* _THE EXERCISE_
Write out the federated knowledge distillation entry below word for word, from its heading through its final line.

* _EXTRACT TO READ_
-- Start --
Federated Knowledge Distillation
- URL: http://arxiv.org/abs/2011.02367v1
- Date: Wed, 4 Nov 2020 15:56:13 GMT
- Title: Federated Knowledge Distillation
- Authors: Hyowoon Seo, Jihong Park, Seungeun Oh, Mehdi Bennis, Seong-Lyun Kim
- Abstract summary: Federated distillation (FD) is a distributed learning solution that only exchanges the model outputs whose dimensions are commonly much smaller than the model sizes.
This chapter provides a deep understanding of FD while demonstrating its communication efficiency and applicability to a variety of tasks.
The second part elaborates on a baseline implementation of FD for a classification task, and illustrates its performance in terms of accuracy and communication efficiency compared to FL.
The third part presents two selected applications, namely FD over asymmetric uplink-and-downlink wireless channels and FD for reinforcement learning.
-- End --
* _DATA SUPPLIED_
-- Start --
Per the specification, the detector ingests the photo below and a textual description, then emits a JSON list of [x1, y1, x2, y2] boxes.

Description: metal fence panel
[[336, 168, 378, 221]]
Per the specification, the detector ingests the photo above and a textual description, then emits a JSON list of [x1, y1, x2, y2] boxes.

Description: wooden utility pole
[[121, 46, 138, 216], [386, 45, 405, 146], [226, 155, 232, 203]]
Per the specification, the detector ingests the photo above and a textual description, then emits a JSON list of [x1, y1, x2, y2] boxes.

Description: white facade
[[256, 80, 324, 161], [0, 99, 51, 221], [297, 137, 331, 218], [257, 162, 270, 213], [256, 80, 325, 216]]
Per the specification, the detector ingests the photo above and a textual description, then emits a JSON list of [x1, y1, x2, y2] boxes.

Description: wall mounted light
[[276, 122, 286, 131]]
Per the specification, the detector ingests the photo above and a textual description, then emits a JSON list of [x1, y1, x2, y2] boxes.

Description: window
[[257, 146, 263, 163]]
-- End --
* _EXPECTED ANSWER_
Federated Knowledge Distillation
- URL: http://arxiv.org/abs/2011.02367v1
- Date: Wed, 4 Nov 2020 15:56:13 GMT
- Title: Federated Knowledge Distillation
- Authors: Hyowoon Seo, Jihong Park, Seungeun Oh, Mehdi Bennis, Seong-Lyun Kim
- Abstract summary: Federated distillation (FD) is a distributed learning solution that only exchanges the model outputs whose dimensions are commonly much smaller than the model sizes.
This chapter provides a deep understanding of FD while demonstrating its communication efficiency and applicability to a variety of tasks.
The second part elaborates on a baseline implementation of FD for a classification task, and illustrates its performance in terms of accuracy and communication efficiency compared to FL.
The third part presents two selected applications, namely FD over asymmetric uplink-and-downlink wireless channels and FD for reinforcement learning.